■ READING PASSAGE ■
*-*-*

AND WHILE SCHOOL CLAIMS TO GIVE YOU A FUTURE MAKING YOU STUDY SUBJECTS WHICH OFTEN HAVE NOTHING TO DO WITH REALITY, A BAND OF ASSASSINS AND PROFITEERS ARE MAKING THEMSELVES AT HOME. TOMORROW UNEMPLOYMENT AND POVERTY, EMIGRATION AND EXPLOITATION AWAIT YOU, PLUS THE SHAME OF A FOREIGN INVADER IN OUR LAND.

LET US REBEL RIGHT AWAY AGAINST THIS PROJECT OF DEATH!

Let us organize in self-managed leagues of students against the construction of the base. The indications of the Communist Party and the various pacifists are not enough to defeat the Americans’ and bosses’ projects. Only a self-managed mobilization far from the swindles of the parties and politicians will succeed.

To build a self-managed league of students—to which other workers, unemployed, teachers, peasants, farm workers, etc. can belong—does not require any bureaucratic procedure. The will and common agreement of all those who participate is enough.

THE OBJECTIVES ARE: TO CARRY OUT AN UNINTERRUPTED STRUGGLE AGAINST THE CONSTRUCTION OF THE BASE AND IMPOSE A HARD, CONCRETE STRUGGLE NOT BASED ON MARCHES, PETITIONS OR GRAND DECLARATIONS WITH NO BITE. THE BOSSES ARE NOT AFRAID OF WORDS, ONLY DEEDS STOP THEM AND CONVINCE THEM TO RECEDE.

Already there exists in Comiso a coordinating body of the selfmanaged leagues against the construction of the base, in via Conte di Torino, 1, tel 966289. This is a technical point of reference where all the initiatives relative to the formation of leagues can turn.

The time has come to fight the monstrous project of death which the Americans and local bosses (their servants) are carrying out in Comiso. Let us unite now in self-managed leagues or it will be too late to stop the homicidal hand of whoever wants to constrain us to live with the prospect of atomic death.

LET’S FORM SELF-MANAGED STUDENTS’ LEAGUES


Saturday October 16 at 5.30pm in Piazza Umberto, the Coordinamento will hold a public meeting on the theme: “The League as instrument of struggle against the missile base at Comiso”.


Coordinamento leghe autogestite contro la base missilistica di Comiso-via Conte di Torino, 1, Comiso

TO THE SERVICES WORKERS!

THE CONSTRUCTION OF THE MISSILE BASE AT COMISO CAN BE PREVENTED!

While our wages are continually being attacked, prices continue to rise

While the government continues with its politic of patronage

While the parties of the left keep quiet or openly support the interests of production, and the trade unions have now turned to being the mouthpieces of the exploiters..

AT COMISO, A BAND OF ASSASSINS AND MAFIOSI are building the largest atomic missile base in Europe. The US Cruise missiles are being placed by American imperialist logic and are being situated in Italy by the traitors of the Socialist Party and the mafiosi of the Christian Democracy.

*-*-*

Annotation records:

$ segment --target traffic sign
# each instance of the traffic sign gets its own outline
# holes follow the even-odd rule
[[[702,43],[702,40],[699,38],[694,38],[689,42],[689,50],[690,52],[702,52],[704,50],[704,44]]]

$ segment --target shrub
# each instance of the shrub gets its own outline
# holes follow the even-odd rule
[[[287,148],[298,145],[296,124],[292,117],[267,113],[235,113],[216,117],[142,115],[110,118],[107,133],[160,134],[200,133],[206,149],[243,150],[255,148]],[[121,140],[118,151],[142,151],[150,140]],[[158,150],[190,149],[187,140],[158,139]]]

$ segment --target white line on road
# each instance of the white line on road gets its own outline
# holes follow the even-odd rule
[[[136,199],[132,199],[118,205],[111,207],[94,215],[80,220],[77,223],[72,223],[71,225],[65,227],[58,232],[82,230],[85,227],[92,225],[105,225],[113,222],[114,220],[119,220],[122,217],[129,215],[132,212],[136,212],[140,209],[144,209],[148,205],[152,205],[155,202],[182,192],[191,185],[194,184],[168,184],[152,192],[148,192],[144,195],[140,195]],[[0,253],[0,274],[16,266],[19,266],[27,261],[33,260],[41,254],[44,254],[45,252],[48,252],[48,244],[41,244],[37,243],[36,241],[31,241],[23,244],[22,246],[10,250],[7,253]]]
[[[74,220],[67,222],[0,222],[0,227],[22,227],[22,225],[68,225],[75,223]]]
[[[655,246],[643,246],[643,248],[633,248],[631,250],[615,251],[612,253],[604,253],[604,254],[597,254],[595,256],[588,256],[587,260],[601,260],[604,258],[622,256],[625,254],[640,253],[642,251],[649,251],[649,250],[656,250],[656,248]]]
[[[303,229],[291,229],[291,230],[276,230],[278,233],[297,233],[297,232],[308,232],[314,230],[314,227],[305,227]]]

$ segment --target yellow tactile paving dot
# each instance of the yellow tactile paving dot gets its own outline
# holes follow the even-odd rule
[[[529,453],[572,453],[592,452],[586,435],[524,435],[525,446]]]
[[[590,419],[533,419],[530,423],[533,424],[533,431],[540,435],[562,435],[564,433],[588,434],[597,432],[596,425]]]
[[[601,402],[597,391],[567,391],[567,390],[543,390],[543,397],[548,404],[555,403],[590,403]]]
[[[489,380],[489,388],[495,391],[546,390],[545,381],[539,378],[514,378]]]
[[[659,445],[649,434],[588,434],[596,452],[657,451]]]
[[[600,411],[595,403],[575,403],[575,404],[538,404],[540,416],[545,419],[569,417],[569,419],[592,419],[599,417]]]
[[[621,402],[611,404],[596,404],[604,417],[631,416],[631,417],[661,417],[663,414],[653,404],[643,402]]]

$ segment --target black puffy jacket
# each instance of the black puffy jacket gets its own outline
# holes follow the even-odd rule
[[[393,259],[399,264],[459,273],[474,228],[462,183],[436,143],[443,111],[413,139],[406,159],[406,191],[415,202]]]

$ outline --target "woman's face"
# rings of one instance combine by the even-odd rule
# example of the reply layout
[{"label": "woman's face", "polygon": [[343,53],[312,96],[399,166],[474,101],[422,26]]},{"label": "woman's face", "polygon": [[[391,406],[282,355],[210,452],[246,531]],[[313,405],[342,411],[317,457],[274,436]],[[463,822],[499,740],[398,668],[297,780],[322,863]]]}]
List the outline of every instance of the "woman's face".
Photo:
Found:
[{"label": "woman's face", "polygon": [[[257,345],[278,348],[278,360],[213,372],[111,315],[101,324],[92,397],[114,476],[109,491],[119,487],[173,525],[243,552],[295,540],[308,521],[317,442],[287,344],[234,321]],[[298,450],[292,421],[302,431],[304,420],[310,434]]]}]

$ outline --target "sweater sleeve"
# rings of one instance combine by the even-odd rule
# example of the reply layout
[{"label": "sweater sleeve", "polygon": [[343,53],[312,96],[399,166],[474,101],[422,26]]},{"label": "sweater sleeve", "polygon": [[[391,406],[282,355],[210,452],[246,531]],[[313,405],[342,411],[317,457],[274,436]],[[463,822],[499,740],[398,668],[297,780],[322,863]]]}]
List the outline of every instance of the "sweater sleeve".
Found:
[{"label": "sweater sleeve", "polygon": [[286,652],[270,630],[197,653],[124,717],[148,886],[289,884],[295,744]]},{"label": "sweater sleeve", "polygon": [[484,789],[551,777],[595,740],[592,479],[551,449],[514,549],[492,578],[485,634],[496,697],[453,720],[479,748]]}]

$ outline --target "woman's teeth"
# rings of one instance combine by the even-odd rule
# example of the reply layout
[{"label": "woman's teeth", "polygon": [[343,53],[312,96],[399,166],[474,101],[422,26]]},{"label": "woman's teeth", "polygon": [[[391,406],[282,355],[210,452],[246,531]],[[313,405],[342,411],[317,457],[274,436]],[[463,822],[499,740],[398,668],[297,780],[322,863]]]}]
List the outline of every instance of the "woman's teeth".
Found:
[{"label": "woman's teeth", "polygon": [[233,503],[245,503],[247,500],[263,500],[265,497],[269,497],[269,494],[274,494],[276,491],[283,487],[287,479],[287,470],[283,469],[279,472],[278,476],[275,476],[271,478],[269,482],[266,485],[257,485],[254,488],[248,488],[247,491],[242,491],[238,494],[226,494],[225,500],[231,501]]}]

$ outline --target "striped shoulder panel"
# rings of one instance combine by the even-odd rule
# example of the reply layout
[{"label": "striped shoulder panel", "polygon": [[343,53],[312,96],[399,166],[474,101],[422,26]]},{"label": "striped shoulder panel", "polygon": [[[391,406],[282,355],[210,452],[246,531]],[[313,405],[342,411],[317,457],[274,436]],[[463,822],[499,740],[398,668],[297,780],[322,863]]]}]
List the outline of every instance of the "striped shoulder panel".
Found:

*-*-*

■ TASKS TO CARRY OUT ■
1. Answer these questions using the leaflet on the Comiso missile base:
(a) At what address and telephone number is the coordinating body of the self-managed leagues located?
(b) On what day, at what time and in what place will the Coordinamento hold its public meeting?
(c) What kind of missiles does the leaflet say are being placed at Comiso?
2. Pick up the leaflet on the Comiso missile base after its final sentence and write its next part.

■ ANSWERS FOR THIS EXERCISE ■
1.
(a) Via Conte di Torino, 1, in Comiso, tel 966289.
(b) Saturday, October 16, at 5:30 p.m. in Piazza Umberto.
(c) US Cruise missiles.

2.
Instead of creating clean, productive work, instead of resolving the very serious problem of unemployment and the rise in prices, we are forced to emigrate, reduced to silence with the alms of dole money. Meantime the bosses are building atomic missile bases to allow criminal American imperialism to make war with the just as criminal Russian imperialism, and so doing are putting our lives in danger.

With the arrival of 15–20,000 Americans the installation of the base will mean total military and police control of the area, whereby any form of dissent or protest (even wage demands) will be strangled at birth. Rents will increase (at the Villagio dei Gesuiti and Caucana they have already doubled) as well as the price of all essential goods. The mafia are operating to organize the trafficking of heroin and cocaine (two out of every ten American soldiers use such drugs), prostitution, speculation in the building industry, etc.

These will be the most serious and immediate consequences—as well as the possibility of atomic death—which the Americans will bring as soon as these new conquerors disembark in our land.

The services workers can contribute to stopping this criminal project. To complete the base local bosses and the American army of occupation will require electricity, telephones, water, street cleaning services, etc. It is up to us to decide whether to give them our collaboration or not, whether to render ourselves accomplices to a murderous project, or to obstruct their work by uniting and attacking.

Workers have always been against militarist projects, war, the enrichment of the bosses. They have always had recourse to instruments of resistance and attack in order to obtain decent wages and a happier life.

In the face of the prospect of poverty, unemployment, emigration and death, let us rebel now, right away.

The villages in the Ragusa area are responding to the construction of the base of death by organizing in self-managed Leagues, autonomous organisms named according to the traditions of struggle of the Sicilian proletariat.

LET’S ORGANIZE RIGHT AWAY IN SELF-MANAGED LEAGUES AGAINST THE CONSTRUCTION OF THE BASE OF DEATH!

To form a League of workers—to which other workers, unemployed, students, farm labourers, etc, can also belong—does not require any bureaucratic procedure, the will and agreement of all the participants is enough. The principal aims the Leagues give themselves are: uninterrupted and hard struggle, destruction of the base and sabotage of work on the same. Marches, petitions and hunger strikes are not enough. The bosses do not fear such vague and general declarations at all. Only deeds stop them and make them retreat.

Let us unite in Leagues to attack and defeat the monstrous death project which the American assassins and local mafiosi bosses are trying to bring about.

LET US FORM SELF-MANAGED WORKERS’ LEAGUES AGAINST THE CONSTRUCTION OF THE MISSILE BASE OF DEATH.

Coordinamento Leghe Autogestite contro la base missilistica di Comiso

October 8 1982


A date was set for the occupation/destruction of the base: 22, 23, 24 July.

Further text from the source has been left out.